Given request: Put every line of the listing below into a JSON list of strings, one string per line, leaving out blank lines.

Excerpts from location labeling data
☆ ☆ ☆ ☆ ☆

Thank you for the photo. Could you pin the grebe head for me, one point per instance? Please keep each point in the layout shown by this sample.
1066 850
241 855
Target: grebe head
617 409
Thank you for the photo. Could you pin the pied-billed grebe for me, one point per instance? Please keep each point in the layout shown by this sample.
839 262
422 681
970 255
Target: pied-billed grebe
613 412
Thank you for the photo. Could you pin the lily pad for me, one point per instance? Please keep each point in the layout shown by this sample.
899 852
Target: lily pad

☆ ☆ ☆ ☆ ☆

Result:
[
  "Thank you for the photo. Could you pin the grebe head for me, one point per instance? Please keep each point in the layout shown by this sample.",
  "1066 850",
  "241 855",
  "Target: grebe head",
  "617 409",
  "Thank you for the photo. Could you pin the pied-billed grebe for me, one point per instance? Please keep each point in the layout shown by this sample.",
  "839 262",
  "422 681",
  "970 255",
  "Target: pied-billed grebe",
  "613 412",
  "Thank you for the photo. Could you pin the lily pad for me, one point per instance? Please keep each point in the layout shown by this sample.",
  "899 852",
  "Target: lily pad"
]